Count the lines in the entries below that contain the string “curved”, treating uppercase and lowercase letters as different, and reply with the number alone.

--- --- ---

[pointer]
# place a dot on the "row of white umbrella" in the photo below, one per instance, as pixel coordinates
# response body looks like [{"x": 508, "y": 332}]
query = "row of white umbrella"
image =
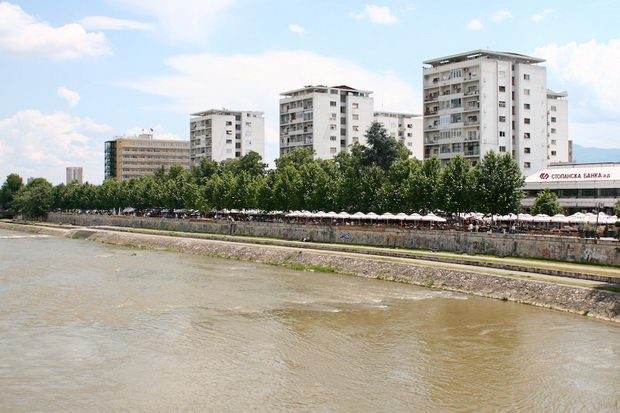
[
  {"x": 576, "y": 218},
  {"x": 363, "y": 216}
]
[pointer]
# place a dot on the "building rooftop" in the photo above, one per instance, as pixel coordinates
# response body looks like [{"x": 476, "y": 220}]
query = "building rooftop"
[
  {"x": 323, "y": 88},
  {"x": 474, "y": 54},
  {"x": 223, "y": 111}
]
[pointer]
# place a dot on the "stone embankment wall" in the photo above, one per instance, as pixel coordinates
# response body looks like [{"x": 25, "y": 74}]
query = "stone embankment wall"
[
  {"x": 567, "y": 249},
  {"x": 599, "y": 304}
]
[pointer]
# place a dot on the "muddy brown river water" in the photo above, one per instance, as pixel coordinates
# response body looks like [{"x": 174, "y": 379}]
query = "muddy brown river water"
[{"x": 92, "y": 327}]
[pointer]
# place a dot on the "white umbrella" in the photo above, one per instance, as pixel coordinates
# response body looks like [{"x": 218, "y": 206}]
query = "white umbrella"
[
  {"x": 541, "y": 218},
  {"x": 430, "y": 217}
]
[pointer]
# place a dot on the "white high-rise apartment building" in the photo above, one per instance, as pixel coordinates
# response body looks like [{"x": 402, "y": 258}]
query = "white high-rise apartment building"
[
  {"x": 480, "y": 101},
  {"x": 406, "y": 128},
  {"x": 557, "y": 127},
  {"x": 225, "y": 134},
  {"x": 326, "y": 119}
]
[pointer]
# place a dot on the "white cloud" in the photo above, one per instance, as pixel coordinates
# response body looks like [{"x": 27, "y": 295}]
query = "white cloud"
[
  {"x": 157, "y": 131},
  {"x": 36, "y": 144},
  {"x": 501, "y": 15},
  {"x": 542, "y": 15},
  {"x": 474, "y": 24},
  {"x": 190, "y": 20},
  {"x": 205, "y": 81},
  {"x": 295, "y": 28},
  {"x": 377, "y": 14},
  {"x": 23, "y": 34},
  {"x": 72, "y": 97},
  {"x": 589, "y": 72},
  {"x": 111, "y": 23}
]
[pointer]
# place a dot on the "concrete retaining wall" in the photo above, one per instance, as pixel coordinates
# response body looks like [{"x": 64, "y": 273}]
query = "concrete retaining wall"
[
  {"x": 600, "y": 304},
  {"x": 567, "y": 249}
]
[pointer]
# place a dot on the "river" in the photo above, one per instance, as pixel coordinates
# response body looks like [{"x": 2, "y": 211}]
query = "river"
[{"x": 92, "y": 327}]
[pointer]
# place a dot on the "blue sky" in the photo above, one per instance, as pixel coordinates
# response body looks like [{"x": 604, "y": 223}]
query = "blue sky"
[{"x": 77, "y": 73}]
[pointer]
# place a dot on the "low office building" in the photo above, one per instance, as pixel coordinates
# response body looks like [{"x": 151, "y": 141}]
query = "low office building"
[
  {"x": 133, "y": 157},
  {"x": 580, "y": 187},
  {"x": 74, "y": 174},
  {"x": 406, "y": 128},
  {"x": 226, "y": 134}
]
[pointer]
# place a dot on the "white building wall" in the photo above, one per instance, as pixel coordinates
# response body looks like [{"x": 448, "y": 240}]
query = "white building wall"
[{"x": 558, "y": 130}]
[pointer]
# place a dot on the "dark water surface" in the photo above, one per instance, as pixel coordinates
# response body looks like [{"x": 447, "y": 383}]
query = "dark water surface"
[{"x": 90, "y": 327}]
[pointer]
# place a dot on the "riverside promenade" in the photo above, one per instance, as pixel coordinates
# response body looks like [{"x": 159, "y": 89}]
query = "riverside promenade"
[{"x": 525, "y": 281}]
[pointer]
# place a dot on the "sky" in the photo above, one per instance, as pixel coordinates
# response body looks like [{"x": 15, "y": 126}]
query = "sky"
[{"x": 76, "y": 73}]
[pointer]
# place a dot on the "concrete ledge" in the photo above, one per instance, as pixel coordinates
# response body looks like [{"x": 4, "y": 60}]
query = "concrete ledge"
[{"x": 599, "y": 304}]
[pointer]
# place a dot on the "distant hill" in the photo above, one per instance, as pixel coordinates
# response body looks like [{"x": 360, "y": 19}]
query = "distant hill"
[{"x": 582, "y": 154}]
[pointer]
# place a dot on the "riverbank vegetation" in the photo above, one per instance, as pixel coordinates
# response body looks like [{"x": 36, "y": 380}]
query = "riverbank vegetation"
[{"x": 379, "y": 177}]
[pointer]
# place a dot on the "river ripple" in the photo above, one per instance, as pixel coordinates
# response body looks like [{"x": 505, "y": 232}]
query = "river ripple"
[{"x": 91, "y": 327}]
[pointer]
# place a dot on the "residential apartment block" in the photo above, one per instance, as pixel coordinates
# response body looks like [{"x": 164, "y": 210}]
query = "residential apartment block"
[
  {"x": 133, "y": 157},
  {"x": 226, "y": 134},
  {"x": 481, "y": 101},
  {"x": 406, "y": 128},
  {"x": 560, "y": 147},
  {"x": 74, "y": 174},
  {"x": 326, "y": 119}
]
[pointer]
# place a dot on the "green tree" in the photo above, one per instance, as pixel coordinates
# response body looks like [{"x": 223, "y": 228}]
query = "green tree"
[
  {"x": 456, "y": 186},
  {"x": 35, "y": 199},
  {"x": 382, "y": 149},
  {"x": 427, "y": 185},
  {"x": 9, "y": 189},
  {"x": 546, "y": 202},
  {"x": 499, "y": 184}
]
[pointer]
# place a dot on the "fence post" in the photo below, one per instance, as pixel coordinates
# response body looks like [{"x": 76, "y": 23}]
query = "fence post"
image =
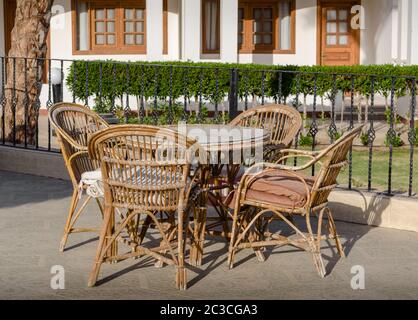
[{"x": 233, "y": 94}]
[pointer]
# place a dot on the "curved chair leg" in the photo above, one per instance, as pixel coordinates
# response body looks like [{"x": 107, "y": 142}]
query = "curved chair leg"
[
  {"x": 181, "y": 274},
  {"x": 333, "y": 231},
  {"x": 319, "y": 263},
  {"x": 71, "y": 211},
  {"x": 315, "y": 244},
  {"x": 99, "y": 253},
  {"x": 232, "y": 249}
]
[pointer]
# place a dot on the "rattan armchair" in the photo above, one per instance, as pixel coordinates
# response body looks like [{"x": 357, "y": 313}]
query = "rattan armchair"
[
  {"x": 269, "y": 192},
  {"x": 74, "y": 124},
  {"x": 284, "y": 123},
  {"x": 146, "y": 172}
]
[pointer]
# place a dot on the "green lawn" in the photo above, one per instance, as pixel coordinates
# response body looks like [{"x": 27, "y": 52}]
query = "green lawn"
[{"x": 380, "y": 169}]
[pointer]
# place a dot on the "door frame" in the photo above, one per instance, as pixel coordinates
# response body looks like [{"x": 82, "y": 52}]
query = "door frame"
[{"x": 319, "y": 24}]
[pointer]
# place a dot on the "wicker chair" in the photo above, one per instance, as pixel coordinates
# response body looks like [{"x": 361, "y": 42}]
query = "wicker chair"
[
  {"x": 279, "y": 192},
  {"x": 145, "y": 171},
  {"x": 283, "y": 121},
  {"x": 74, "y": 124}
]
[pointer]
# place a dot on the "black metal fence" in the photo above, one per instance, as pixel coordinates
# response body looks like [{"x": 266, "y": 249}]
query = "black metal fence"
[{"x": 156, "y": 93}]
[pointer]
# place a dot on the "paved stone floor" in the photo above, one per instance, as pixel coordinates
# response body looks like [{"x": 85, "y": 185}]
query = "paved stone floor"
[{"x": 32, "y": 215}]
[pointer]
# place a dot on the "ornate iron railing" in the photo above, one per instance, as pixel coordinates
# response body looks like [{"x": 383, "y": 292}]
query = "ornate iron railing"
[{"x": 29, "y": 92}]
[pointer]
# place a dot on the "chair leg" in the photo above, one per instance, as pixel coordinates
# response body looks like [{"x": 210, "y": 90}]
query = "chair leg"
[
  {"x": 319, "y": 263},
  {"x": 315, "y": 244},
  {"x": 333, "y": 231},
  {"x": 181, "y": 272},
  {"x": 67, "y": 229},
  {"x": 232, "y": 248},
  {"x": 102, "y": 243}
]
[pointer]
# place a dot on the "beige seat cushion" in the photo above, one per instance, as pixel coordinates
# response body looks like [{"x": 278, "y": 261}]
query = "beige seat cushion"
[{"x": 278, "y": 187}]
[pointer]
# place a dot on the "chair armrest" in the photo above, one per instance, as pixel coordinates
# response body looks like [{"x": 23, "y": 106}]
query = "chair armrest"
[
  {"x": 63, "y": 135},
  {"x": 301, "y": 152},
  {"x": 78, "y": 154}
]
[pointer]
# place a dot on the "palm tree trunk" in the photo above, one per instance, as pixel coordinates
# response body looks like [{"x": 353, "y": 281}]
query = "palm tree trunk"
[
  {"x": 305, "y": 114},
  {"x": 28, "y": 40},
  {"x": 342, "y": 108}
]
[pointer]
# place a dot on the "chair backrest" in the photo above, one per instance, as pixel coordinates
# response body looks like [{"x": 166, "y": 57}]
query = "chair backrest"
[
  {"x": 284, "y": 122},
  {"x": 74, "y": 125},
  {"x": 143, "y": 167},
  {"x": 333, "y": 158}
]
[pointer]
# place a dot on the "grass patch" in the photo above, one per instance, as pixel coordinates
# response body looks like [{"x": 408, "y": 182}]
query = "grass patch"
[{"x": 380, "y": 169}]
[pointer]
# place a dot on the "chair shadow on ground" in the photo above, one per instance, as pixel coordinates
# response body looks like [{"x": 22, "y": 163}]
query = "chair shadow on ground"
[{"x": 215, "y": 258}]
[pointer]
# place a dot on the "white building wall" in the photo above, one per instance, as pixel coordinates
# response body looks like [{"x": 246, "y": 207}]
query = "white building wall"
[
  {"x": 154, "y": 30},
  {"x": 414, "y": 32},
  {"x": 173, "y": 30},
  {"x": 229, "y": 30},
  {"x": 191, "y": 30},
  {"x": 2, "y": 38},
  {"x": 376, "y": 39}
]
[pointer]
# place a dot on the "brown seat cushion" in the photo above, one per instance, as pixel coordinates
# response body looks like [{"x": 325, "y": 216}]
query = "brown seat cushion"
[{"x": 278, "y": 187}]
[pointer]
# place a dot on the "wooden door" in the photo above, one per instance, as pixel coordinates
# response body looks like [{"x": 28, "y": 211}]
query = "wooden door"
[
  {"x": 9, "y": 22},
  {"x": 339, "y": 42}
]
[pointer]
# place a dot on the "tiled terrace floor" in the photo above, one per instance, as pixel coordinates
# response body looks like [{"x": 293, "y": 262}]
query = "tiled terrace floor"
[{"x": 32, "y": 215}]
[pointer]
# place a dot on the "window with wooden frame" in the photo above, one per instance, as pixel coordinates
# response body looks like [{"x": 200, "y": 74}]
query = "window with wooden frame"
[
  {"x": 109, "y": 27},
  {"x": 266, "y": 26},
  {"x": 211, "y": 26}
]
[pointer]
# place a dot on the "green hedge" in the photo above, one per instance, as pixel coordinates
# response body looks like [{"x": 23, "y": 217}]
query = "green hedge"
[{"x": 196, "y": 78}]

--- --- ---

RESPONSE TO THIS EXERCISE: 2